# Problem statement:
Extract, word for word, everything in the article on lawyers turned novelists from "You’ve no doubt" down to "of your options.".

# Page text:
__________________________________________________

You Can Do Anything With a Law Degree – These Authors Prove It!

You Can Do Anything With a Law Degree – These Authors Prove It!This week we welcome back guest writer Marissa Geannette to talk about what you can do with a law degree.

You’ve no doubt heard it before – “you can do anything with a law degree!” But do you believe it? Are there really alternatives to working as a lawyer? There absolutely are plenty. And while most law students aren’t thinking about how to leave the profession before they even enter it, it’s good to know all of your options.

Here, for some inspiration, we delve a little bit into the fascinating world of lawyers turned novelists and give some tips on what you can do if you think that’s something you might be interested in doing. Knowing that alternative career paths exist is one of the smartest things you can do for yourself as a young lawyer.

Who knows, maybe you’ll add author to your resumé one day!

Lawyers Turned Novelists

No discussion about lawyers turned novelists would be complete without mentioning the iconic John Grisham. But you’ve heard of him, and probably read (and watched the movie versions of) his gripping legal thrillers, such as “The Firm” and “A Time to Kill,” before. So we don’t have to talk much about him. Instead, let’s focus on three women who’ve also used their legal talents to launch successful writing careers of their own:

Dervla McTiernan

McTiernan is a former lawyer turned crime fiction author. She practiced corporate law for twelve years before transitioning to fiction writing. Her latest book, “The Murder Rule,” follows the story of a law student and explores themes of justice, corruption, and the blurred lines between right and wrong, surely topics she faced while working as a lawyer. She’s proof that corporate lawyers can write fast-paced, suspenseful, courtroom dramas, too!

Marjorie Liu

Another lawyer turned fiction writer, Liu wrote her first novel almost immediately after law school and during her first year as a practicing lawyer. Realizing a long-term, traditional legal career as a litigator wasn’t for her, she doubled down on her writing and wrote her first novel, “Tiger Eye,” a paranormal magic thriller, in just one month. No doubt her training in law school and as a lawyer helped her focus so intensely to get her novel written in such a short amount of time.

Chanel Cleeton

Known for her historical fiction and romance novels, such as “Next Year in Havana,” Cleeton holds a J.D. from the University of South Carolina School of Law. It’s unclear if she ever practiced law before launching her writing career, which goes to show that you can follow your passions whenever they strike – you don’t have to wait. Your law school education will never go to waste, no matter what you end up pursuing after graduation.

How Can You Turn Your Writing Dreams Into a Reality?

If you have a passion for writing and aspire to become a novelist, there are several steps you can take to get started on this exciting journey. The best part is, this can all be accomplished either while as a law student or working as a traditional lawyer!

__________________________________________________

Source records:
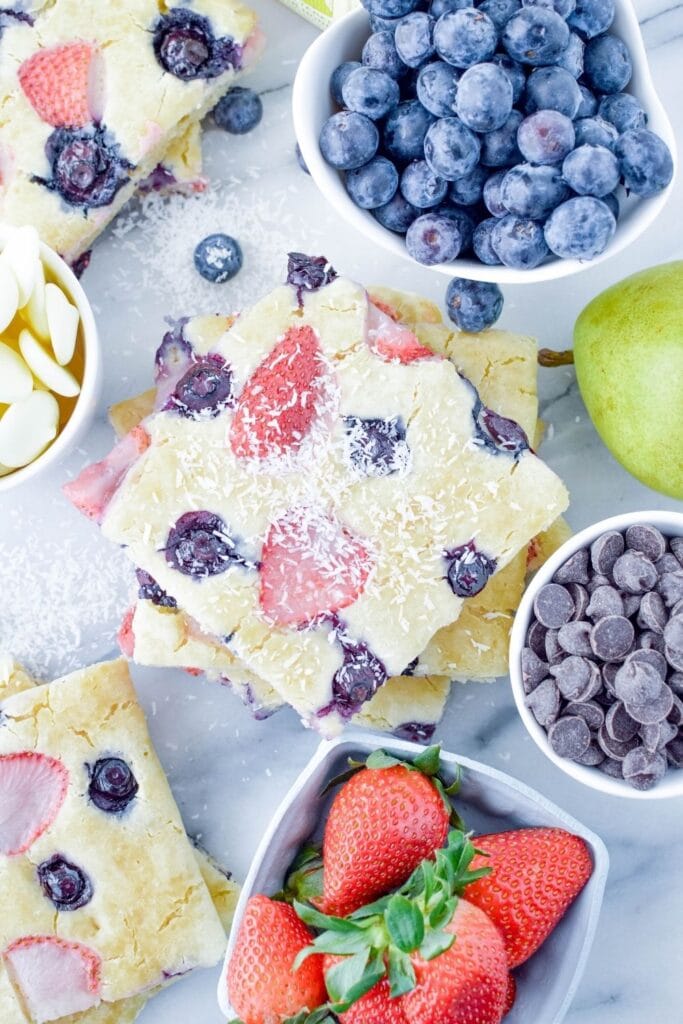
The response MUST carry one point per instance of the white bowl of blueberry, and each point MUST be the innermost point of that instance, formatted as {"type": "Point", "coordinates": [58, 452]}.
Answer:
{"type": "Point", "coordinates": [596, 655]}
{"type": "Point", "coordinates": [509, 141]}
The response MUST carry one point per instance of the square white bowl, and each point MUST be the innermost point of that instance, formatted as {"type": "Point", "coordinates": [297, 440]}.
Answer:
{"type": "Point", "coordinates": [312, 104]}
{"type": "Point", "coordinates": [489, 801]}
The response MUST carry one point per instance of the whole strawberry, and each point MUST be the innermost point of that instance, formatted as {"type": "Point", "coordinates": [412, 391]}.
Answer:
{"type": "Point", "coordinates": [262, 986]}
{"type": "Point", "coordinates": [536, 875]}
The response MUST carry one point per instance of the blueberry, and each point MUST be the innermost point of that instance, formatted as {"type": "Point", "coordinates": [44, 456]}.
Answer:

__________________________________________________

# Answer to the task:
You’ve no doubt heard it before – “you can do anything with a law degree!” But do you believe it? Are there really alternatives to working as a lawyer? There absolutely are plenty. And while most law students aren’t thinking about how to leave the profession before they even enter it, it’s good to know all of your options.